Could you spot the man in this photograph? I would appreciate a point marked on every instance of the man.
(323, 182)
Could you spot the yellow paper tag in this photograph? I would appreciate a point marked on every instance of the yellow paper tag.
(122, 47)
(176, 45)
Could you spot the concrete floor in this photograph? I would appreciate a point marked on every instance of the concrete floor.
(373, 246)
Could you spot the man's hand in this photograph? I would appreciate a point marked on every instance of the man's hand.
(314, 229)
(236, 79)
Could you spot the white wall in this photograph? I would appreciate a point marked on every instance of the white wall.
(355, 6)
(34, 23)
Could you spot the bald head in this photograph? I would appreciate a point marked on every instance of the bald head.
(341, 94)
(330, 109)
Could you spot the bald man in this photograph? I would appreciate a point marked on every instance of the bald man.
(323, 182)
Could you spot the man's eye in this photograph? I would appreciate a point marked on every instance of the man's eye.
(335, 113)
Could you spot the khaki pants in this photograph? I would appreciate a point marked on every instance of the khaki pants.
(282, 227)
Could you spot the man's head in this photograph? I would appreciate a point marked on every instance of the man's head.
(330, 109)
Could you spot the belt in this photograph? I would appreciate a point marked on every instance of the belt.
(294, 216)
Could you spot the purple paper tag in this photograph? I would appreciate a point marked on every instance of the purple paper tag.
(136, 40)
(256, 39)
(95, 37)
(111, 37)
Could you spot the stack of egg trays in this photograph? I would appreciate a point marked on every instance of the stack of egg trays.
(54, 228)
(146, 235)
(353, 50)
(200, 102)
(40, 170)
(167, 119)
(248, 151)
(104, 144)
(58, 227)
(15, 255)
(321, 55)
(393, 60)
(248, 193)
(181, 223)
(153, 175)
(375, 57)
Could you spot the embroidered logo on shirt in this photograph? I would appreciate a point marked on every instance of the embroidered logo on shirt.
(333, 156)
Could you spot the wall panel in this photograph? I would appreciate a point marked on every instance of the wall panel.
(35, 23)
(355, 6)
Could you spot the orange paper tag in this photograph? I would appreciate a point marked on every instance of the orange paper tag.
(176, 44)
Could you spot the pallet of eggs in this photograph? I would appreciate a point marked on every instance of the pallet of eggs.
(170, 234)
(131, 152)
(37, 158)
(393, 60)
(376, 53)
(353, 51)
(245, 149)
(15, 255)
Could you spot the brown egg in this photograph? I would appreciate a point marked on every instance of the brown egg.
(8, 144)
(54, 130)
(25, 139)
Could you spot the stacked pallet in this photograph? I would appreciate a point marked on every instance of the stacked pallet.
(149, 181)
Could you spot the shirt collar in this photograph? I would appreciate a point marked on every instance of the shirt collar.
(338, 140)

──────────

▶ [Instruction]: Rewrite the material above from the line that contains "Could you spot the pallet" up to and including its final line, with the requests kept and nothing else added. Multiply every coordinate in the answers by 0.55 and round each result to a whole number, with halves rounded up.

▶ [Exercise output]:
Could you spot the pallet of eggs in this photograph? I would appreciate a point marked on every instance of the pallet of eggs.
(94, 129)
(72, 84)
(20, 87)
(216, 33)
(207, 29)
(194, 28)
(135, 82)
(8, 140)
Could you spot the brown egg in this photograph? I would appreciate a point marked on every instance of the brown egg.
(4, 79)
(30, 72)
(14, 76)
Could you spot the stacked pallet in this photograph? I would appreciate a point marked on every instance of the stacked pallet.
(82, 100)
Could you spot the shirt collar in this photograph? I would appreciate a point marked on every instance of the shirt collar.
(186, 77)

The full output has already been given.